## BEGIN Data entries

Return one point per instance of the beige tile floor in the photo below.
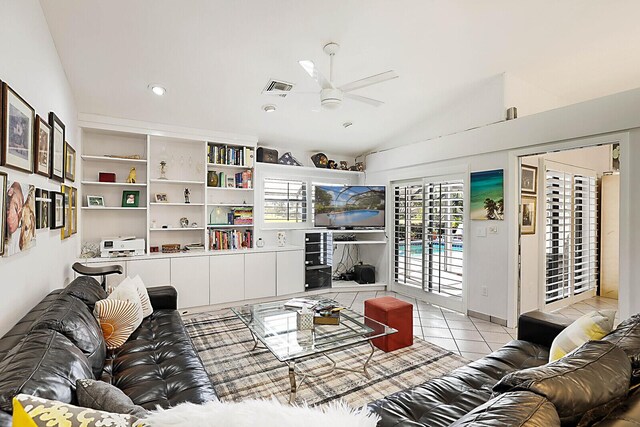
(467, 336)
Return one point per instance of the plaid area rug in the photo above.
(224, 343)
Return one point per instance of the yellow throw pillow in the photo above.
(591, 326)
(31, 411)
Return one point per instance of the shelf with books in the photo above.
(229, 239)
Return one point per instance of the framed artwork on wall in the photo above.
(66, 230)
(3, 208)
(130, 199)
(529, 179)
(57, 147)
(42, 150)
(18, 124)
(20, 218)
(487, 195)
(74, 210)
(70, 165)
(42, 208)
(528, 225)
(57, 209)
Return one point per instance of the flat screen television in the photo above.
(344, 206)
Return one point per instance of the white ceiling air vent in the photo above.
(277, 85)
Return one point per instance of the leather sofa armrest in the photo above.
(163, 297)
(541, 328)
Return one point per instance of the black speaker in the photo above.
(364, 273)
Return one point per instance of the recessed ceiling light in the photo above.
(157, 89)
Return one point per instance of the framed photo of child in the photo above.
(18, 124)
(130, 199)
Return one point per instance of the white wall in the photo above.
(597, 159)
(493, 262)
(30, 65)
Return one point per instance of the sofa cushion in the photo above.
(72, 318)
(627, 337)
(158, 365)
(24, 325)
(591, 326)
(37, 412)
(442, 401)
(96, 394)
(45, 364)
(593, 376)
(516, 409)
(86, 289)
(625, 415)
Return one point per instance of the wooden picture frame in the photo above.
(3, 207)
(528, 215)
(58, 137)
(43, 210)
(42, 149)
(95, 202)
(70, 162)
(57, 209)
(130, 198)
(528, 179)
(65, 232)
(18, 130)
(74, 210)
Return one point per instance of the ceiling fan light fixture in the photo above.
(157, 89)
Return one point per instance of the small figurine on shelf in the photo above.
(131, 179)
(163, 170)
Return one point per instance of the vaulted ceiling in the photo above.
(215, 56)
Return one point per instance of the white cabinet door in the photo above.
(153, 272)
(259, 275)
(190, 277)
(290, 272)
(226, 278)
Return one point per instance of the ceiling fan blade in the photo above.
(364, 99)
(284, 92)
(368, 81)
(315, 74)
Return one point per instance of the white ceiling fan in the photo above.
(331, 95)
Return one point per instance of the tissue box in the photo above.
(305, 320)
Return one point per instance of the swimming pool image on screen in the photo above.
(349, 206)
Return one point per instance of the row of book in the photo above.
(238, 180)
(230, 239)
(226, 155)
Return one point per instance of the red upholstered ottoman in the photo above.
(395, 313)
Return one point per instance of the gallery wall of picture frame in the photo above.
(30, 144)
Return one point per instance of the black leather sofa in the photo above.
(515, 386)
(59, 341)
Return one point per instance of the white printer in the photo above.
(121, 247)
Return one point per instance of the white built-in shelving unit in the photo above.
(187, 167)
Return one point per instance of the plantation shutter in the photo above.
(428, 236)
(285, 201)
(409, 233)
(570, 234)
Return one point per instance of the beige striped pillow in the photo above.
(118, 319)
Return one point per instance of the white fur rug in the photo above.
(265, 413)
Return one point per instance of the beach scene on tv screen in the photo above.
(344, 206)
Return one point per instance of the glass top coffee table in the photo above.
(275, 326)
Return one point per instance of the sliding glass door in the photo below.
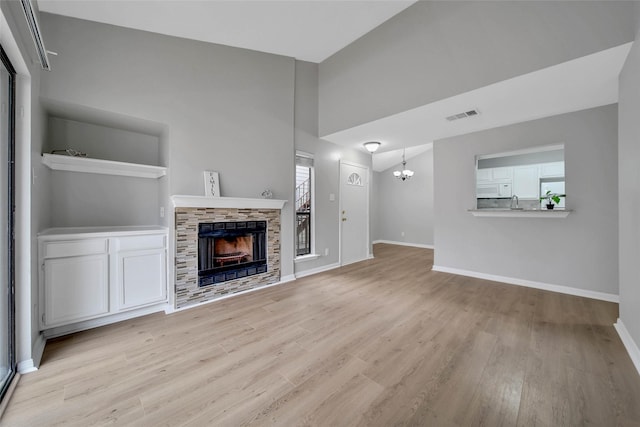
(7, 211)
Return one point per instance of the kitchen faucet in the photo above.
(514, 197)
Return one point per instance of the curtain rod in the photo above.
(34, 28)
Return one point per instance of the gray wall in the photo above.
(629, 189)
(78, 199)
(36, 195)
(327, 158)
(580, 251)
(405, 206)
(434, 50)
(226, 109)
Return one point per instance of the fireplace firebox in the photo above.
(231, 250)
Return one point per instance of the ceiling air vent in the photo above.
(463, 115)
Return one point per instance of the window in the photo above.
(304, 204)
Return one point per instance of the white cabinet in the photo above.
(77, 289)
(526, 182)
(97, 273)
(141, 271)
(494, 175)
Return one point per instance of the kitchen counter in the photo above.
(520, 213)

## END Data entries

_Requirement_. Starting with the line that contains "Return one point per instance of the window" and going on through the last of the lines, write those lines out again, requests included. Scale every coordinate in the answers by 1.8 and round each result to a whole number, with halves rounded up.

_Response to the task_.
Return one point per instance of the window in the photo above.
(547, 367)
Return one point per instance of the white cabinet in the photo above.
(139, 520)
(947, 328)
(175, 491)
(254, 488)
(889, 315)
Return one point per instance of the kitchen counter in the photo above.
(936, 383)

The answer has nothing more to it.